### PROMPT:
Reproduce the records that follow in full, excluding any picture they contain.

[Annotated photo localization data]
* * *

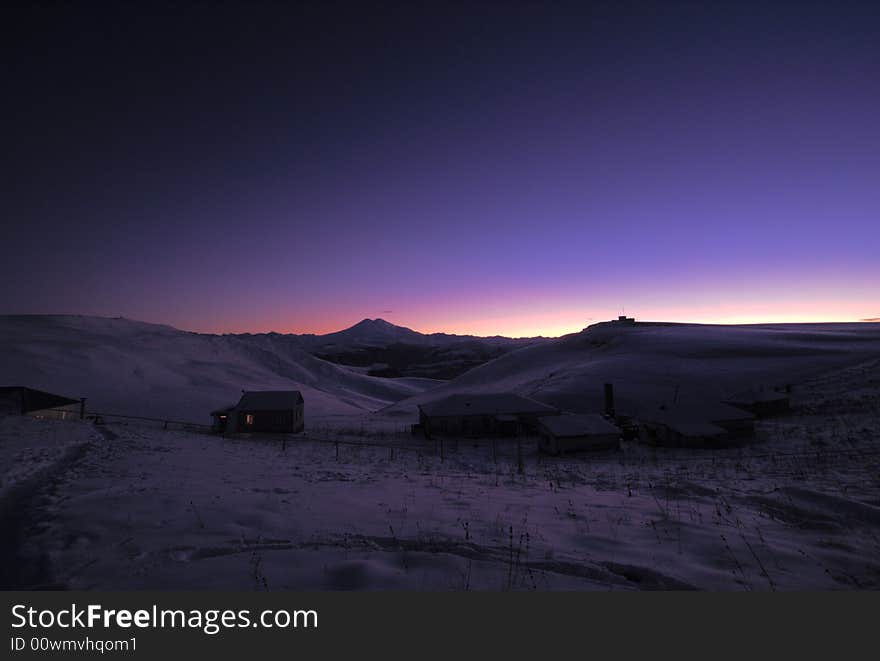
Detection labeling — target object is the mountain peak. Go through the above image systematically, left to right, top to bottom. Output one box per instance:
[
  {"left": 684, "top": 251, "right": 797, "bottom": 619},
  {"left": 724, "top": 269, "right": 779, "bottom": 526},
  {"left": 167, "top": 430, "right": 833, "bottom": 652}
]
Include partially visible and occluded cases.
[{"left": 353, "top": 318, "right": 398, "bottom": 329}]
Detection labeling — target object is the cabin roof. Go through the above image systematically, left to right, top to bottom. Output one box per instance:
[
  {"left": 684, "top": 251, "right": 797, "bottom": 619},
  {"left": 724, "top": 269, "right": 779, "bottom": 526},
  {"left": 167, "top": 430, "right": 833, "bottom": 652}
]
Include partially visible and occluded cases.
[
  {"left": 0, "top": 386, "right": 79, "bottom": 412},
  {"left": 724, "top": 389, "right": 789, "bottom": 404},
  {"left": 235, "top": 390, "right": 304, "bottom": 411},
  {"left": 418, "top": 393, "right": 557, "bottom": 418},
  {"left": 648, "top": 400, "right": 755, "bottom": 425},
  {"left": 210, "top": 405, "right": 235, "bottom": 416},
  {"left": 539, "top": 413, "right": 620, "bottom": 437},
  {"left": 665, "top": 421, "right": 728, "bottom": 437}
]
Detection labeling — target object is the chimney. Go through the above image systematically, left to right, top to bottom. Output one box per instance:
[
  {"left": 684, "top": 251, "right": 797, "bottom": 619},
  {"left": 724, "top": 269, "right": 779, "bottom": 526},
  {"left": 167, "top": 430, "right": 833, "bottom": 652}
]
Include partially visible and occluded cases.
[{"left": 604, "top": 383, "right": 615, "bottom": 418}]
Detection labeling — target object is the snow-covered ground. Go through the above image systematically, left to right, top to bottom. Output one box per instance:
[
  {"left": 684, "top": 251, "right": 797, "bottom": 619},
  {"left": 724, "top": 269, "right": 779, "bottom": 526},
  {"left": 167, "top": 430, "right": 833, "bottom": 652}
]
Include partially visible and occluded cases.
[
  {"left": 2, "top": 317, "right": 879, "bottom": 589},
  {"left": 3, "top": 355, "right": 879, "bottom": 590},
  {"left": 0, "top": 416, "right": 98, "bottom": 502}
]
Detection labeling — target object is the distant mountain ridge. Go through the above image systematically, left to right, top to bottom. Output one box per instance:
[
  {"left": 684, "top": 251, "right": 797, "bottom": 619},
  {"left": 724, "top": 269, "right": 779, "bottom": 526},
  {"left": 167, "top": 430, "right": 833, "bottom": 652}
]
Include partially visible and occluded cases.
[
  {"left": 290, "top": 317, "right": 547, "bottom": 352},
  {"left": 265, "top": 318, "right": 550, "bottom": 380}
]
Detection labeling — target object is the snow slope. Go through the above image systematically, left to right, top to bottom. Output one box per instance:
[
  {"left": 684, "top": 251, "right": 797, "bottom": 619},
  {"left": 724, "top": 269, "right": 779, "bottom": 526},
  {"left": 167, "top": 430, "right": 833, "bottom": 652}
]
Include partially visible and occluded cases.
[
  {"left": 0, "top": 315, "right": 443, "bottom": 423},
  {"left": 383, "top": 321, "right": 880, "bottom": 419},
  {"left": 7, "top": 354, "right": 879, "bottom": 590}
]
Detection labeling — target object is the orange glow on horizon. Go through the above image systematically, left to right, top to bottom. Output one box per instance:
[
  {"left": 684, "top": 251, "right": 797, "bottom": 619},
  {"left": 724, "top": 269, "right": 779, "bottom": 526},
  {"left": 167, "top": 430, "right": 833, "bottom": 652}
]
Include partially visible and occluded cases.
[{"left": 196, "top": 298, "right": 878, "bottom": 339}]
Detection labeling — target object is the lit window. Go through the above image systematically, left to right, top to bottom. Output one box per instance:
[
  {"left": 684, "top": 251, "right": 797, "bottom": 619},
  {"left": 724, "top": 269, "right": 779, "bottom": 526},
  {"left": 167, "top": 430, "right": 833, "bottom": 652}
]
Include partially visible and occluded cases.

* * *

### SOLUTION BELOW:
Detection labeling — target object is the mountain peak. Go through the above image systematically, left to right, top to bottom. Output one box per instance:
[
  {"left": 684, "top": 251, "right": 797, "bottom": 619},
  {"left": 724, "top": 269, "right": 779, "bottom": 526},
  {"left": 167, "top": 430, "right": 833, "bottom": 652}
]
Include partially visible and occluded cases.
[{"left": 353, "top": 318, "right": 398, "bottom": 329}]
Detection labeling — target object is the cabin roof. Go through the above image systematically, left to right, top to bottom. Output one box per instance:
[
  {"left": 684, "top": 251, "right": 797, "bottom": 619},
  {"left": 724, "top": 269, "right": 779, "bottom": 526},
  {"left": 167, "top": 430, "right": 833, "bottom": 652}
]
Include partially visible and occluded cases.
[
  {"left": 0, "top": 386, "right": 79, "bottom": 412},
  {"left": 724, "top": 389, "right": 789, "bottom": 404},
  {"left": 235, "top": 390, "right": 304, "bottom": 411},
  {"left": 418, "top": 393, "right": 557, "bottom": 418},
  {"left": 648, "top": 400, "right": 755, "bottom": 425},
  {"left": 210, "top": 405, "right": 235, "bottom": 416},
  {"left": 539, "top": 413, "right": 620, "bottom": 437},
  {"left": 665, "top": 421, "right": 728, "bottom": 437}
]
Detection labeling — target object is the chimney. Go through the above image systematically, left to right, top to bottom. Output one box per instance:
[
  {"left": 684, "top": 251, "right": 797, "bottom": 619},
  {"left": 724, "top": 269, "right": 779, "bottom": 526},
  {"left": 167, "top": 430, "right": 833, "bottom": 652}
]
Include partially visible and occluded cases.
[{"left": 604, "top": 383, "right": 615, "bottom": 418}]
Detection labeling — target object is the snow-covered ground. Go through the above image systematically, left to right, top to bottom. Output one box per instance:
[
  {"left": 684, "top": 251, "right": 797, "bottom": 619},
  {"left": 724, "top": 269, "right": 779, "bottom": 526},
  {"left": 167, "top": 430, "right": 833, "bottom": 652}
]
Include partially visible and occluded cases.
[
  {"left": 2, "top": 317, "right": 879, "bottom": 589},
  {"left": 3, "top": 355, "right": 879, "bottom": 590},
  {"left": 0, "top": 416, "right": 98, "bottom": 502}
]
Detection labeling — target object is the distant mountain ridge. Go through the above image systematically, left to right, top to bottom. Output one box per instance:
[
  {"left": 684, "top": 251, "right": 797, "bottom": 619},
  {"left": 724, "top": 269, "right": 779, "bottom": 526},
  {"left": 167, "top": 430, "right": 833, "bottom": 652}
]
Include partially visible and occluded cases.
[
  {"left": 290, "top": 317, "right": 547, "bottom": 352},
  {"left": 265, "top": 318, "right": 550, "bottom": 380}
]
Detection labeling — target object is the snow slope. Go through the above image systematically, left to right, top to bottom. Output one box per instance:
[
  {"left": 684, "top": 251, "right": 797, "bottom": 619},
  {"left": 724, "top": 269, "right": 779, "bottom": 526},
  {"left": 167, "top": 430, "right": 833, "bottom": 652}
]
Include partially visible and occluded cases.
[
  {"left": 0, "top": 315, "right": 443, "bottom": 423},
  {"left": 383, "top": 321, "right": 880, "bottom": 419},
  {"left": 7, "top": 354, "right": 879, "bottom": 590}
]
Detection labeling — target object is the orange glow on horizon. Go through the above image systematically, left to right, top to bottom. Output one box per instance:
[
  {"left": 684, "top": 251, "right": 797, "bottom": 619},
  {"left": 724, "top": 269, "right": 779, "bottom": 526},
  {"left": 167, "top": 430, "right": 833, "bottom": 652}
]
Include partially visible and occluded cases.
[{"left": 196, "top": 298, "right": 878, "bottom": 339}]
Detection labeling — target object is the lit window. Go through the above image systematically, left to right, top to bottom. Output one box per instance:
[
  {"left": 684, "top": 251, "right": 797, "bottom": 619},
  {"left": 724, "top": 269, "right": 779, "bottom": 526},
  {"left": 167, "top": 430, "right": 833, "bottom": 652}
]
Include partially visible and occluded cases.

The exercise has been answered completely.